**Data shown:**
———

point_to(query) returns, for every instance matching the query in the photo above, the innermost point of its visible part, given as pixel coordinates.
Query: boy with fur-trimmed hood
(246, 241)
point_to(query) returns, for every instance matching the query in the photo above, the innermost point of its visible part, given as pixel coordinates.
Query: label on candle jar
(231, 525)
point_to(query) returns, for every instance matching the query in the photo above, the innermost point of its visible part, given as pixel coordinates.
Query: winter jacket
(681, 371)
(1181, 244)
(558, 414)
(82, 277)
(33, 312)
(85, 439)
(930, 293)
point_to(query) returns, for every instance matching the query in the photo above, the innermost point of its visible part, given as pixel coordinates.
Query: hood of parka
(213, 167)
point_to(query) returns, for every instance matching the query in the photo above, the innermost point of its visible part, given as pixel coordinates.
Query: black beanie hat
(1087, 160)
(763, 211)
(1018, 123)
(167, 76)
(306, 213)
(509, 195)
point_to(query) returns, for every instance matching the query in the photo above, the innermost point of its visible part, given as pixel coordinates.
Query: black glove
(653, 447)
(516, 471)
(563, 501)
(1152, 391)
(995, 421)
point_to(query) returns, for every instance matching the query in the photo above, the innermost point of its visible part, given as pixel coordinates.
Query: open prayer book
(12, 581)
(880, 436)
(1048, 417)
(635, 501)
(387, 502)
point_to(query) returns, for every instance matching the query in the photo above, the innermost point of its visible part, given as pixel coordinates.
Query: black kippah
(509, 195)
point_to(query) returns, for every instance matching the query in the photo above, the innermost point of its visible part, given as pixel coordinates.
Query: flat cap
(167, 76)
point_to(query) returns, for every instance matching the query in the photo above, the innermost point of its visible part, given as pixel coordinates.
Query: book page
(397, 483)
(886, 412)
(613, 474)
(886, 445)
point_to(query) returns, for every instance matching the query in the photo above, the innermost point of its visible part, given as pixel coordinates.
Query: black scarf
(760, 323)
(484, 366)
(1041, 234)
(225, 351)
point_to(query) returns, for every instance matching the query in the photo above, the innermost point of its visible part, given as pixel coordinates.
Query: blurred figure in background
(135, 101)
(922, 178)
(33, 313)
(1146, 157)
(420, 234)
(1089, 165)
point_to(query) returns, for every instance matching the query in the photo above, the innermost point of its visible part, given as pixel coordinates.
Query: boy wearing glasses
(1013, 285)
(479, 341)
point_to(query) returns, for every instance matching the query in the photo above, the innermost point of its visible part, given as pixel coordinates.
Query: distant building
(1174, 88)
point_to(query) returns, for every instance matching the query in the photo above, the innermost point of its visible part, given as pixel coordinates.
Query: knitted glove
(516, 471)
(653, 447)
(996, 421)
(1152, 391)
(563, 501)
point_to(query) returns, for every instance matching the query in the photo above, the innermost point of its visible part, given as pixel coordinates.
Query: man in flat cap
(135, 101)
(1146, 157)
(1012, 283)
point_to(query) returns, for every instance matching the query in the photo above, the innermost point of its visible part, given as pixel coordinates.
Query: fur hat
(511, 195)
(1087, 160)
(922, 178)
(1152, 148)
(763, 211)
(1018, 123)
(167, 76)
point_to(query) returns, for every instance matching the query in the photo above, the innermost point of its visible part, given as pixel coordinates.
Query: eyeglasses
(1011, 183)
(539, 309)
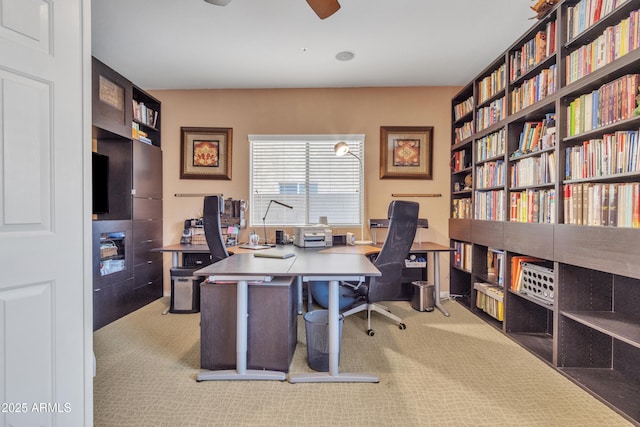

———

**What is needed:**
Your task is to repeat only the lines from the line containing "Query: black kippah" through the final line of the material, inclusive; do not include pictures.

**Exercise result:**
Query: black kippah
(509, 195)
point_to(query) returns, for every instance matching the query in the photo above, the innermost point of its visible part, given as pixel coordinates.
Query: flat cap
(167, 76)
point_to(query) returns, for every instance matching the query in the photo above, the innermost point of its visible part, given as pixel coordinates.
Query: book page
(397, 483)
(886, 412)
(613, 474)
(886, 445)
point_to(query) returns, for every instance matching the query in the photo above, the innermost point of its visible part, given as pixel coordinates.
Query: black scarf
(760, 323)
(484, 366)
(1041, 234)
(225, 351)
point_to(query) returns, for every instance matching the query in the photo above, the innermost point of its visible part, given as pixel coordinates.
Query: blurred figure in background
(135, 101)
(922, 178)
(33, 313)
(1146, 157)
(420, 234)
(1089, 165)
point_to(query) returns, for every instance matching the query in the photo above, the innermost point of its visible part, given as pixel coordinates.
Query: boy wearing glasses
(1013, 285)
(479, 341)
point_to(query) returns, for every instance matching the query in the photo above, the innermost point of its visible part, given as pixel coordinates.
Query: distant building
(1174, 88)
point_to(query) returns, for every instance matching the query in the photo above, the innermost point of its visible part, given as pixel coordinates.
Query: knitted glove
(516, 471)
(653, 447)
(996, 421)
(1152, 391)
(563, 501)
point_to(query) returns, for every instance matching the query in the photo above, the innermost point of its visible part, given as pixel coordinates.
Query: man in flat cap
(135, 101)
(1146, 157)
(1012, 283)
point_to(query) returns, for every instance matching the query in the photo above, the innermost point of its visible part, given as pixel coordinates.
Query: fur hat
(511, 195)
(1087, 160)
(922, 178)
(1152, 148)
(763, 211)
(1018, 123)
(167, 76)
point_to(query) returns, for every instance matching the query in the photo above, the innermost point of its visible part, given as pixel coordinates.
Query: eyeglasses
(1011, 183)
(539, 309)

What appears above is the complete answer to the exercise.